(Aim of the task): Report only the number of lines that contain the string "white" in the records below.

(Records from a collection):
-- Opening Marker --

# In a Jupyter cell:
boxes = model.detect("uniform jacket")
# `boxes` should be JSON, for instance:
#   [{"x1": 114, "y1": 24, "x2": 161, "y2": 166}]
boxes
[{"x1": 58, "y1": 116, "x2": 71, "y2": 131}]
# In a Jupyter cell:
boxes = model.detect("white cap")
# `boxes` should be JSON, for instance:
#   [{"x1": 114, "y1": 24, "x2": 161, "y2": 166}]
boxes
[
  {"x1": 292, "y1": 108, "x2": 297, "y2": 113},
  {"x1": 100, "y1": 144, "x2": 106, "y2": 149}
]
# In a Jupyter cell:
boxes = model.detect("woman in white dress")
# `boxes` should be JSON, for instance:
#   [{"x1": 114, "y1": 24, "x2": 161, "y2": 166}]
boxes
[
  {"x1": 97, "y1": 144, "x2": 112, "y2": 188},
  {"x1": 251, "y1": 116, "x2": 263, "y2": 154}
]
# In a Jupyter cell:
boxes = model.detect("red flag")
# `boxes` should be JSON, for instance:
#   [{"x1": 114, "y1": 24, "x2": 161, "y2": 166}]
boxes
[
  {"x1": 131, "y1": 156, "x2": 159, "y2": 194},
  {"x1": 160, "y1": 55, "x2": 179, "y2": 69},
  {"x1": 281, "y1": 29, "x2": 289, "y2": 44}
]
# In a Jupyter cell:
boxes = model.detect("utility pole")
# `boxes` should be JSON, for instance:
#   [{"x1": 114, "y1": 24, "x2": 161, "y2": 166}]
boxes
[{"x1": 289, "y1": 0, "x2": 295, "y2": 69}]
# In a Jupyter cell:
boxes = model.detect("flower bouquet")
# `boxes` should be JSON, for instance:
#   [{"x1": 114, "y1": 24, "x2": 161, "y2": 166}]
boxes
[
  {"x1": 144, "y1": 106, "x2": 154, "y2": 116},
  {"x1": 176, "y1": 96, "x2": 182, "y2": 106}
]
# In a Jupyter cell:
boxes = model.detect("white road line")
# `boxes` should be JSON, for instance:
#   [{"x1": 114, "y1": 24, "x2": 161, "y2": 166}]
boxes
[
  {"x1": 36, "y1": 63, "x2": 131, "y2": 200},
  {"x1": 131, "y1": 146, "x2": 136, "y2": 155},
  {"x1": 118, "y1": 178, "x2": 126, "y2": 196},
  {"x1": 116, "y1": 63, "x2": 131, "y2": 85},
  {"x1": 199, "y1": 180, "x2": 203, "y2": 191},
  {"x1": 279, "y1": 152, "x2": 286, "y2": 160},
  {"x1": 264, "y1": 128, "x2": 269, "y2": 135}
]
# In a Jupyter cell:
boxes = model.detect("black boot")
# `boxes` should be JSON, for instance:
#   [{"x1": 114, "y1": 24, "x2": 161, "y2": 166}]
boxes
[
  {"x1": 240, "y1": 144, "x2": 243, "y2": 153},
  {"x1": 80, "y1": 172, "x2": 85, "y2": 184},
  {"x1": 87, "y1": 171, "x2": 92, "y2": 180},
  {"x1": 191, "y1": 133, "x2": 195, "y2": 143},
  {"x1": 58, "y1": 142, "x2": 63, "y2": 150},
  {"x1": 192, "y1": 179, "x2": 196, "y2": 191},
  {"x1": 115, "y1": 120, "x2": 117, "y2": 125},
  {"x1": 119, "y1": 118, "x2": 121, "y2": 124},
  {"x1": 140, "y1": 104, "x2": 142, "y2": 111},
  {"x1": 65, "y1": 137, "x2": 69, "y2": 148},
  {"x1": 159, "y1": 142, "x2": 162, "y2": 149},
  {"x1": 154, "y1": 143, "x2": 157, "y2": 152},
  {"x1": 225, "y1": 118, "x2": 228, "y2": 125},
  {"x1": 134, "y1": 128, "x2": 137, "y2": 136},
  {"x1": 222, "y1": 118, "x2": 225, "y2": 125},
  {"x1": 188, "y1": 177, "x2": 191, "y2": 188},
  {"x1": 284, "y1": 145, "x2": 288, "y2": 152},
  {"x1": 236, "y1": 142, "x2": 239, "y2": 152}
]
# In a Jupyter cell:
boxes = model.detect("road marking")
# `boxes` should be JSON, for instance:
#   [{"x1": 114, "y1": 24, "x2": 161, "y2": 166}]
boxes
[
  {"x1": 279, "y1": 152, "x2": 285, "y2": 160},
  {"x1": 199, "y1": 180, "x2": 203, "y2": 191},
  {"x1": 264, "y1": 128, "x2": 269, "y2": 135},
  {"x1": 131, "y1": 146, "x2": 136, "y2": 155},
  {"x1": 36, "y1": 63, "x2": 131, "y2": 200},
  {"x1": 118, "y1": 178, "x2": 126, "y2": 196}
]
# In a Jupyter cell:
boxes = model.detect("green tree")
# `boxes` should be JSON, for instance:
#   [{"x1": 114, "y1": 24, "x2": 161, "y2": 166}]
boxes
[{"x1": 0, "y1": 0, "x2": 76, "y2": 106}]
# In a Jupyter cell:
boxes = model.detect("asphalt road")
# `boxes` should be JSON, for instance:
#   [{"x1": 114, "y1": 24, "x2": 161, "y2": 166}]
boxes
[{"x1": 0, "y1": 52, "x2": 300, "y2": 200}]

-- Closing Marker --

(The answer): 3